== EXCERPTED PASSAGE ==
┌──

Cameras change, business changes, taste changes and intentions change. When I started out this century I had my feet in so many camps. We still had a complete Rollei Medium format system with extra bodies and lots of lenses. We had Leica R series cameras and lenses and then we had Kodak digital cameras and Olympus digital cameras and lenses for everything. In the lighting closet we have Profoto Electronic Flash Packs with a gaggle of flash heads as well as four or five Profoto Monolights, every size of soft box imaginable, barrels of umbrellas, and a forest of light stands.

Over the course of the decade that followed we followed the trends like everyone else. We upgraded to better and better digital cameras and got rid of the film cameras. While the nostalgia and sentiment attached to the film cameras was almost overwhelming there were few to none clients ready to either wait for results or ante up for film and processing and then scanning in order to use the film stuff.

The idea in the moment was to get rid of the film based gear while it still had some value. Which we did. Sadly. But business is business.

I bounced back and forth between Canon, Nikon and Olympus until my two year flirtation with Sony product. All the while adding and subtracting "fun" cameras, niche cameras and a vast assortment of lenses.

After I wrote the book, Minimalist Lighting, I got small flash religion and got rid of all the Profoto lights.  And I'm glad I did because by that point we were no longer doing the big production, big studio work for which they were designed. I replaced them with smaller, lighter and far less expensive Elinchrom D-Lites which have served the portrait part of the business well. More often I just take along a little bag of battery powered flashes and a few triggers and make due with them...

└──

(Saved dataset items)
┌──

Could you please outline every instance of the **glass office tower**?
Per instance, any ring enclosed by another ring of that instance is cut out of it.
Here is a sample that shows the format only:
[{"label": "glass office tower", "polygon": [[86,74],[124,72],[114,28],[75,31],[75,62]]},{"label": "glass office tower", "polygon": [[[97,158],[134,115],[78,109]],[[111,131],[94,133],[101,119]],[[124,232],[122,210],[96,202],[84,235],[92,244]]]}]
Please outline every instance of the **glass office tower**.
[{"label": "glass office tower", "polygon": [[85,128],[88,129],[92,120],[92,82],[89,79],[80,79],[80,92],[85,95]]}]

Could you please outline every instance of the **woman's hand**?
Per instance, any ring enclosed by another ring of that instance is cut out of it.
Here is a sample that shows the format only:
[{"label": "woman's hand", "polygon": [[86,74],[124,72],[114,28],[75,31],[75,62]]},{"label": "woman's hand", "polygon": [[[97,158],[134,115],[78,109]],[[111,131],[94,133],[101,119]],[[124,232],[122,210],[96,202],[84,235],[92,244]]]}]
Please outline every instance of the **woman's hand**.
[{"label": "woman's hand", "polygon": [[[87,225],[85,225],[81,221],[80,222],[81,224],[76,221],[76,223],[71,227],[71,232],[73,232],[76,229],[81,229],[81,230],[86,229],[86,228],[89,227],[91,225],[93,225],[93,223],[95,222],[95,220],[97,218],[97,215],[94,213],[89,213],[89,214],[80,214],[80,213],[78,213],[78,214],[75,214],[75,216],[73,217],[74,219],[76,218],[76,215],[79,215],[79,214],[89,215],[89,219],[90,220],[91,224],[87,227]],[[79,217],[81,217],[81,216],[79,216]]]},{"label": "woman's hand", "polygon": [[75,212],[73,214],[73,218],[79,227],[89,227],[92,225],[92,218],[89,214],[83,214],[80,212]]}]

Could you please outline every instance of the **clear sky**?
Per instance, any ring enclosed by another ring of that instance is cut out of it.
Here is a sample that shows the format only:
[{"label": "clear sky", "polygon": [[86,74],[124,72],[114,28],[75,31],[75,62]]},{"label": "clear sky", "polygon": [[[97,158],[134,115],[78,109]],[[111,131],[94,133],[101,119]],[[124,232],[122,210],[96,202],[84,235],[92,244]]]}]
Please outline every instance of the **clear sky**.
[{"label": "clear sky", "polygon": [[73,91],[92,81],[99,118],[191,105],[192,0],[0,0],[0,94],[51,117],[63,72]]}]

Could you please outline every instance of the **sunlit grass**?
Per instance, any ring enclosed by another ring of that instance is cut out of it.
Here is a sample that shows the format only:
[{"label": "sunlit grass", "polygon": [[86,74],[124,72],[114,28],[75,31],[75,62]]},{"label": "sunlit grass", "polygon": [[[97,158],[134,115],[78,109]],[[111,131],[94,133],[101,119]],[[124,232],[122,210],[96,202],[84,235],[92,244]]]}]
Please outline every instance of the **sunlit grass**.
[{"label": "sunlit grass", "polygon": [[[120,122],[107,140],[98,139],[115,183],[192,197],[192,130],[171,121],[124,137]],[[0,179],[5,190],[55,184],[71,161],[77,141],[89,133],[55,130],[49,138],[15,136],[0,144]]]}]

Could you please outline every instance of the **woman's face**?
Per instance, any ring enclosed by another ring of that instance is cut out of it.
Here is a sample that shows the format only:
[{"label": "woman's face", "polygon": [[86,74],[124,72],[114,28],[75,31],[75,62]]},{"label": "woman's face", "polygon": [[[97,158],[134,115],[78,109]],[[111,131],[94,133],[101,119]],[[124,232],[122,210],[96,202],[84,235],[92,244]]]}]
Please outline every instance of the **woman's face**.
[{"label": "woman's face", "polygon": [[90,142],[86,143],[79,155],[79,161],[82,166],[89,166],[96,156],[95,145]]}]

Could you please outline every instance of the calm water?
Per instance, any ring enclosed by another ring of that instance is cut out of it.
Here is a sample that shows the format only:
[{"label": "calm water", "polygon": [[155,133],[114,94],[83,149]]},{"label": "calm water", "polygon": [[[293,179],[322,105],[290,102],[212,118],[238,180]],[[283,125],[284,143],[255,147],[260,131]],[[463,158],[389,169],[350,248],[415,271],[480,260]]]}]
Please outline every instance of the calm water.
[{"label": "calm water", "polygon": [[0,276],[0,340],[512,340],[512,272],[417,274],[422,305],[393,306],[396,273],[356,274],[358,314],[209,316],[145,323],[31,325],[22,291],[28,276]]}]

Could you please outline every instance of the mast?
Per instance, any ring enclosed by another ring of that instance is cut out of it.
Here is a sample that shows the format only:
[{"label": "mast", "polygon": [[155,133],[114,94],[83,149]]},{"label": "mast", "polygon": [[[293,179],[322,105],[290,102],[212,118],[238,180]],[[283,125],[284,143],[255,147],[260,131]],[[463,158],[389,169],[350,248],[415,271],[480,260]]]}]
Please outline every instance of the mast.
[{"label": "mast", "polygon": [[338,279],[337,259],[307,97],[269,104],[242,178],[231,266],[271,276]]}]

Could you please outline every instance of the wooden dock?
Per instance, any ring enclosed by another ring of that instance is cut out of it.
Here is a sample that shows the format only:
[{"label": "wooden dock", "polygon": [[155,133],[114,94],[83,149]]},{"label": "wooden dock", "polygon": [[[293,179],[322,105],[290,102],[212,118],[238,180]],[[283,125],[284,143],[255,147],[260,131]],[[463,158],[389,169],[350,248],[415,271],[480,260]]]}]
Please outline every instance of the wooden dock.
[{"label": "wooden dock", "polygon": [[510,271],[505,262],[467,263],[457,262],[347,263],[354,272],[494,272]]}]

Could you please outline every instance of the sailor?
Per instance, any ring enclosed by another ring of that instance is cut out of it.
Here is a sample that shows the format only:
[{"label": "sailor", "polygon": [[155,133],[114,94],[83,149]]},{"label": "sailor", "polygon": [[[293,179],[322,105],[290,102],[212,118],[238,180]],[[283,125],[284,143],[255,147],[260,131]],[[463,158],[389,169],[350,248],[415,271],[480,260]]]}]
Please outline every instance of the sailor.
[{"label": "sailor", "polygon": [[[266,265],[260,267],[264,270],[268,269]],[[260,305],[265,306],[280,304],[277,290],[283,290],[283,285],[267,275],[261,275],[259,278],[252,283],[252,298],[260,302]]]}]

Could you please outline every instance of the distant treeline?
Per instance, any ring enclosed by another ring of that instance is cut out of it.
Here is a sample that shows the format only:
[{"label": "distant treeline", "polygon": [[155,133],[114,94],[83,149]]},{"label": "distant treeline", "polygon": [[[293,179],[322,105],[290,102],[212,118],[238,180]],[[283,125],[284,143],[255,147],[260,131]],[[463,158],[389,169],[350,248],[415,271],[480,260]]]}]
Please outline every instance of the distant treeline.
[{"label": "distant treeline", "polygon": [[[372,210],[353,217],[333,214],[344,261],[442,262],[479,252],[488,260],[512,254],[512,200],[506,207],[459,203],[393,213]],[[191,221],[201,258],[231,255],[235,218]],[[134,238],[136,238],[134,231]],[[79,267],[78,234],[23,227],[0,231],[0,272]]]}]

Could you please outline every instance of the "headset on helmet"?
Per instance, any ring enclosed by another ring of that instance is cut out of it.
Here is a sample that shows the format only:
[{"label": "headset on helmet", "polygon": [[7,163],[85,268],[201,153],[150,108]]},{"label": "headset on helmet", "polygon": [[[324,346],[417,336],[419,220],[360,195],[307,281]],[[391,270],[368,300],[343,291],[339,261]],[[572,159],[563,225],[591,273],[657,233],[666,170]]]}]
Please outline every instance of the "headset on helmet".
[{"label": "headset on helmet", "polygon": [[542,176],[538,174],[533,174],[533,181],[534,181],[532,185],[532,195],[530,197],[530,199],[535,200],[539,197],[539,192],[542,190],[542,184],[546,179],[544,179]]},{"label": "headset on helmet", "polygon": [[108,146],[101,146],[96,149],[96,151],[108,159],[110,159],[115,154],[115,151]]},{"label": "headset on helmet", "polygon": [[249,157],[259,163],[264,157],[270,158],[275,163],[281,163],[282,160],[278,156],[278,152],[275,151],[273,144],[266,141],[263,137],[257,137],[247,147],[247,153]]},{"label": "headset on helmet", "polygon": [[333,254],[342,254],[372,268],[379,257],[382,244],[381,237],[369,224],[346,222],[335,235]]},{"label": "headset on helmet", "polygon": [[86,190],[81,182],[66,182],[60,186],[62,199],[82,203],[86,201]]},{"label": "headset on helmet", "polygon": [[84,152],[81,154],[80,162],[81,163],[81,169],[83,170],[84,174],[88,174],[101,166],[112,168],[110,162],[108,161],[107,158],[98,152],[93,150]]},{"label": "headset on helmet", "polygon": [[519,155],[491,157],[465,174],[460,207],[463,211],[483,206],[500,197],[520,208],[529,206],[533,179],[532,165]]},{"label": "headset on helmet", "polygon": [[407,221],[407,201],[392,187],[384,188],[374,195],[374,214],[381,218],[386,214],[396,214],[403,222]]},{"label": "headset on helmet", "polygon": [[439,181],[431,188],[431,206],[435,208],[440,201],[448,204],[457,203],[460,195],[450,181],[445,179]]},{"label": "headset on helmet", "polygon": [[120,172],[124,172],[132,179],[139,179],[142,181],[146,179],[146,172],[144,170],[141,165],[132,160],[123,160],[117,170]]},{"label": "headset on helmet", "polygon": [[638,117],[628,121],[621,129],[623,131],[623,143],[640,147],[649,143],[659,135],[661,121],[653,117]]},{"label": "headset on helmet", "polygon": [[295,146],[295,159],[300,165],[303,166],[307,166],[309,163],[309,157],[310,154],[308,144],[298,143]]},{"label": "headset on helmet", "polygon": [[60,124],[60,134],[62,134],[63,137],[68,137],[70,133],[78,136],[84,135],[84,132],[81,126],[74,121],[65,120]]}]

└──

== EXERCISE INSTRUCTIONS ==
Reproduce the camera gear passage from "I bounced back" up to and including "assortment of lenses.". These records have no connection to the camera gear passage.

== ANSWER TO THIS TASK ==
I bounced back and forth between Canon, Nikon and Olympus until my two year flirtation with Sony product. All the while adding and subtracting "fun" cameras, niche cameras and a vast assortment of lenses.